DOCUMENT TEXT.
──────────
Trump sold the controlling stake to Kwek and Al-Waleed in April 1995. As part of the transaction, the hotel's debt was reduced to $25 million. Kwek and Al-Waleed each bought a 42 percent stake, and Citibank received the other 16 percent stake, a move intended to prevent Trump from intervening in the sale. The partnership also agreed that, if the mansard penthouses were ever created, some of the profits would be shared with Trump. In 1997, Hong Kong developer Great Eagle Holdings agreed to buy half of Al-Waleed's stake in the Plaza Hotel. DiLorenzo International renovated the ballroom in the mid-1990s, and Adam Tihany refurbished the Edwardian Room prior to 2001. The Plaza was highly profitable in the late 1990s, with operating income of almost $46 million at the end of that decade.
The September 11 attacks in 2001 resulted in a downturn in the New York City tourism industry. Correspondingly, the Plaza's operating profits decreased greatly, leaving Kwek and Al-Waleed unable to refurbish the Plaza as they had previously planned to do. In 2004, they sold the Plaza Hotel for $675 million to El Ad Properties, run by developer Yitzhak Tshuva. El Ad wished to add residential and commercial units, but initially faced pushback from hotel unions and preservationists, who opposed El Ad's plan to remove most of the hotel rooms and convert the restaurant spaces to stores. After over sixty hours of discussions between El Ad and the hotel unions, they came to an agreement on April 14, 2005, under which El Ad would convert fewer units to apartments, while preserving more of the hotel suites.
──────────
INFORMATION PROVIDED.
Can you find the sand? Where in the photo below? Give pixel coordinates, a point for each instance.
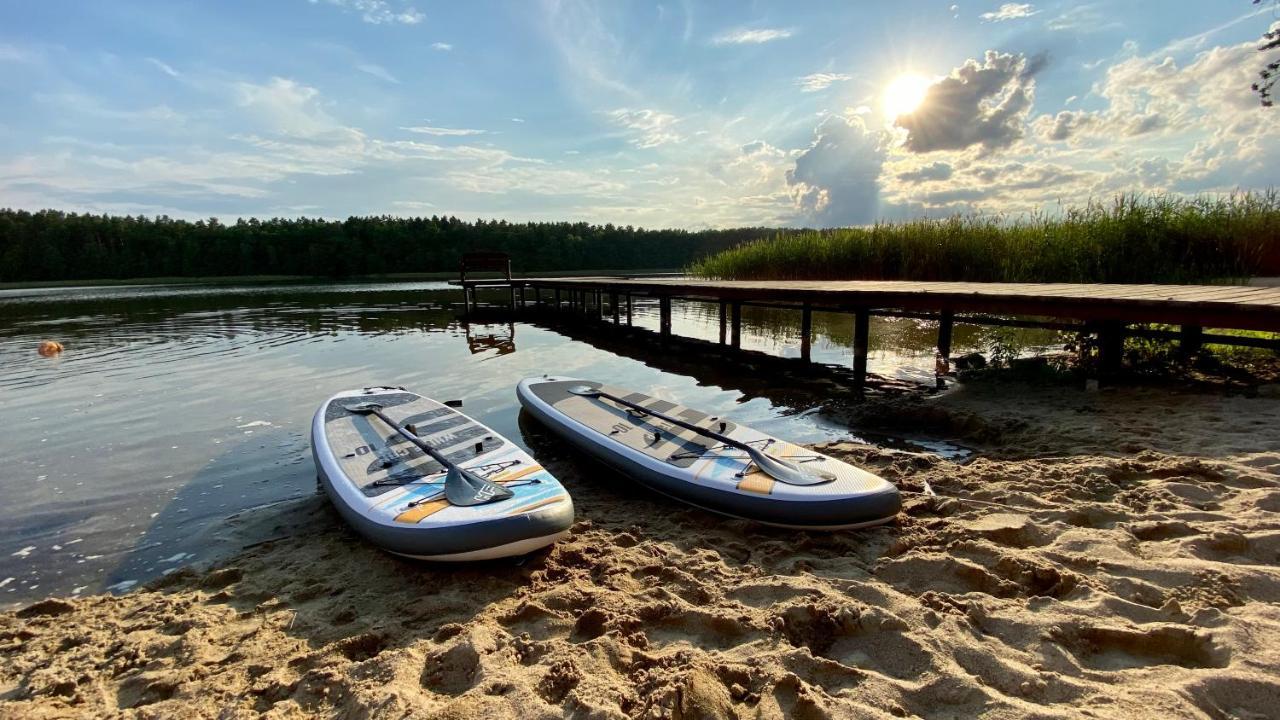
(1128, 565)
──────────
TASK DIRECTIONS.
Quote the Plaza Hotel ownership text in full, word for word.

RESPONSE FOR THIS EXERCISE.
Trump sold the controlling stake to Kwek and Al-Waleed in April 1995. As part of the transaction, the hotel's debt was reduced to $25 million. Kwek and Al-Waleed each bought a 42 percent stake, and Citibank received the other 16 percent stake, a move intended to prevent Trump from intervening in the sale. The partnership also agreed that, if the mansard penthouses were ever created, some of the profits would be shared with Trump. In 1997, Hong Kong developer Great Eagle Holdings agreed to buy half of Al-Waleed's stake in the Plaza Hotel. DiLorenzo International renovated the ballroom in the mid-1990s, and Adam Tihany refurbished the Edwardian Room prior to 2001. The Plaza was highly profitable in the late 1990s, with operating income of almost $46 million at the end of that decade.
The September 11 attacks in 2001 resulted in a downturn in the New York City tourism industry. Correspondingly, the Plaza's operating profits decreased greatly, leaving Kwek and Al-Waleed unable to refurbish the Plaza as they had previously planned to do. In 2004, they sold the Plaza Hotel for $675 million to El Ad Properties, run by developer Yitzhak Tshuva. El Ad wished to add residential and commercial units, but initially faced pushback from hotel unions and preservationists, who opposed El Ad's plan to remove most of the hotel rooms and convert the restaurant spaces to stores. After over sixty hours of discussions between El Ad and the hotel unions, they came to an agreement on April 14, 2005, under which El Ad would convert fewer units to apartments, while preserving more of the hotel suites.